Dr. Julie A. Holloway
Dental ceramics and dental implant materials sciences.
Dr. Liu Hong
Adult stem cell-based craniofacial tissue engineering, including stem cell biology, in vitro and in vivo bone, cartilage and adipose regeneration, MR monitoring of engineered tissues.
Dr. Georgia K. Johnson
Effects of tobacco products on periodontal host response and the impact of smoking on periodontal treatment outcomes; the role of naturally occurring antimicrobial peptides in periodontal disease and clinical dental implant research.
Dr. John Keller
Biological responses to biomedical materials, especially implants and bone substitute materials; characteristics of implant surfaces; mechanics of implant retention.
Dr. Aliasger Salem
Dr. Salem's research interests are primarily focused on self-assembling systems, the rational design of novel drug and gene delivery systems and on the development of sophisticated scaffolds for tissue-specific regeneration. In tissue engineering, Dr. Salem's laboratory applies microfabrication techniques to novel biomaterials to provide spatial control over tissue formation and to integrate minimally invasive scaffold delivery strategies. In drug/gene delivery, he is currently exploring the synergistic application of degradable particle technology, CpG oligonucleotides and heat shock proteins for generating sustained immunotherapeutic responses against cancer.
Dr. Galen Schneider
Bone cell biology as it relates to implant osseointegration and bone tissue engineering. His research interest focus on several questions: 1. How does osteoblast cell adhesion regulate bone growth at the molecular level? 2. Does implant surface microtopography influence osteoblast differentiation? 3. Can bone tissue be engineered using injectable scaffolds? 4. Can three-dimensional environments be used for osseous tissue engineering?
Dr. Christopher Squier
For over twenty-five years, Dr. Squier's research has focused on the structure and function of stratified squamous mucosae, with particular regard to the nature of the superficial permeability barrier structure and the role of topical carcinogens and micro-organisms in the pathogenesis of local and systemic disease. Specific areas of interest have been interactions between alcohol and tobacco components in the development of oral cancer and the mechanisms by which Staphylococcae and their toxins are involved in the vaginal pathogenesis of toxic shock syndrome. More recently, he has been concerned with the role of oral health professionals in assisting their patients with tobacco cessation. Dr. Squier has published more than 200 books, chapters, and peer-reviewed articles.

TASKS TO PERFORM
a) Write out the part of the research profiles starting at "Dr. Georgia K." and ending at "of implant retention.".
b) Answer these questions from the research profiles:
(i) Which sciences does Dr. Julie A. Holloway work in?
(ii) In tissue engineering, what does Dr. Salem's laboratory apply to novel biomaterials?
(iii) How many books, chapters, and peer-reviewed articles has Dr. Squier published?

STUDY MATERIAL
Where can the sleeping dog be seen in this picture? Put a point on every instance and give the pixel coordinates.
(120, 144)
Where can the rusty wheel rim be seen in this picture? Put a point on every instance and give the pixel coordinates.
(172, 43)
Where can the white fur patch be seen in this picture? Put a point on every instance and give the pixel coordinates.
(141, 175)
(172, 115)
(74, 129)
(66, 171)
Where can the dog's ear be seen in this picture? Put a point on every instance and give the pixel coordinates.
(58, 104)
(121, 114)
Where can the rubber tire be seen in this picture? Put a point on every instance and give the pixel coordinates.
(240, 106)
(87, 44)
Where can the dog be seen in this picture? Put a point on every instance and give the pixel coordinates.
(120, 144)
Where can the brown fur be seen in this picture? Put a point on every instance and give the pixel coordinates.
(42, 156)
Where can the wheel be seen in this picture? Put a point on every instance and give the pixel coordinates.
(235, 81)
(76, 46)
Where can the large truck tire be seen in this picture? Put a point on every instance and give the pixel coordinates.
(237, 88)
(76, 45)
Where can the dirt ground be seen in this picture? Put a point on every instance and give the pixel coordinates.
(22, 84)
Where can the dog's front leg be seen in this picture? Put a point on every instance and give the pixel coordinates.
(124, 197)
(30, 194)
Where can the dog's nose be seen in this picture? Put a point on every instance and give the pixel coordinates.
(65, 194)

ANSWERS FOR THE EXERCISE
a)
Dr. Georgia K. Johnson
Effects of tobacco products on periodontal host response and the impact of smoking on periodontal treatment outcomes; the role of naturally occurring antimicrobial peptides in periodontal disease and clinical dental implant research.
Dr. John Keller
Biological responses to biomedical materials, especially implants and bone substitute materials; characteristics of implant surfaces; mechanics of implant retention.

b)
(i) Dental ceramics and dental implant materials sciences.
(ii) Microfabrication techniques.
(iii) More than 200.